Referring expression pointing data
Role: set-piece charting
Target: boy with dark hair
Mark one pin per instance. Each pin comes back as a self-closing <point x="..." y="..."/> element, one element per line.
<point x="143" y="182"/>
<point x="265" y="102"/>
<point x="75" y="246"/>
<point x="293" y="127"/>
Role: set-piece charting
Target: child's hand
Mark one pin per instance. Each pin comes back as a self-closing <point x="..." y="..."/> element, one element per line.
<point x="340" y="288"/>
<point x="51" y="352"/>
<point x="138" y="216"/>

Problem description: Your reply should hold all the entries, each repeated without a single change.

Result below:
Role: set-piece charting
Target: boy with dark hair
Mark one pin per instance. Each pin comes back as a self-closing <point x="..." y="..."/> element, one element per line.
<point x="143" y="182"/>
<point x="265" y="102"/>
<point x="75" y="246"/>
<point x="293" y="127"/>
Role: set-piece charting
Target: child's hand
Mark one pin per instance. Each pin comes back as a self-closing <point x="..." y="..."/> element, one element per line.
<point x="340" y="288"/>
<point x="51" y="352"/>
<point x="138" y="216"/>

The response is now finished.